Exercise brief. Rewrite the rows from the line that has "Segment the cluster" through the line that has "Provide the mask of the cluster", changing "hanging flowers" to "hanging baskets" and leaving everything else untouched.

(Outline labeling records)

····················

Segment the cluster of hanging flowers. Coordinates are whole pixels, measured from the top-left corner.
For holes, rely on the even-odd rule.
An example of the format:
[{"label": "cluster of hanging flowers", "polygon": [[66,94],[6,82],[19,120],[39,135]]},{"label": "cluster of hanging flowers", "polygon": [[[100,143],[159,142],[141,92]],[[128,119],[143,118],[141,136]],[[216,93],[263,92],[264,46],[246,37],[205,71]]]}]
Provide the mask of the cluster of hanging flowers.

····················

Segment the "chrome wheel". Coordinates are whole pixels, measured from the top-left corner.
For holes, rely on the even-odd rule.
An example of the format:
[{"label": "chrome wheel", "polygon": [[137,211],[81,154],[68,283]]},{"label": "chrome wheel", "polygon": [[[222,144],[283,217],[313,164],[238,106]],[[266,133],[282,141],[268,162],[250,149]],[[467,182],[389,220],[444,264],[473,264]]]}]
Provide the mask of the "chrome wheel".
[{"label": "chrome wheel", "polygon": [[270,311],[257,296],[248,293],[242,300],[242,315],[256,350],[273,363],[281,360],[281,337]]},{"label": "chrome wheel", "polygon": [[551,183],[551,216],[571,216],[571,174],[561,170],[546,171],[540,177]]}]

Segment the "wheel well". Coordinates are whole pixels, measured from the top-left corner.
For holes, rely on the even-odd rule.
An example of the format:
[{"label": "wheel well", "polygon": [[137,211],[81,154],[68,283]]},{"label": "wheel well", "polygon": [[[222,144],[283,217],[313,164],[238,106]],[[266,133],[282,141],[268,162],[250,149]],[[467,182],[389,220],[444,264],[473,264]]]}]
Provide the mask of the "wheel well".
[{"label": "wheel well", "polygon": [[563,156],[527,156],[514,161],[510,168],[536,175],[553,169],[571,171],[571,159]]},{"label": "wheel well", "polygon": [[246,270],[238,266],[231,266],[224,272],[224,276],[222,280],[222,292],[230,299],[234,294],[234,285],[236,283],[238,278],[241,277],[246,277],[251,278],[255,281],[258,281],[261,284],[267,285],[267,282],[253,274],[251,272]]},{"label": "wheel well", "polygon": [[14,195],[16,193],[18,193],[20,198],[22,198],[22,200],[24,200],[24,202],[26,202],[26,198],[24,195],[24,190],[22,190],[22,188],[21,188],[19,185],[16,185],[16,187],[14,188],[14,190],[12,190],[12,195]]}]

····················

Result of this task.
Segment the cluster of hanging baskets. Coordinates are whole pixels, measured from the top-left corner.
For holes, rely on the even-odd rule.
An example of the format:
[{"label": "cluster of hanging baskets", "polygon": [[66,94],[6,82],[19,120],[39,135]]},{"label": "cluster of hanging baskets", "polygon": [[[100,143],[159,142],[141,92]],[[128,119],[143,118],[141,136]],[[216,93],[263,92],[264,46],[246,37],[205,71]]]}]
Provide the mask of the cluster of hanging baskets.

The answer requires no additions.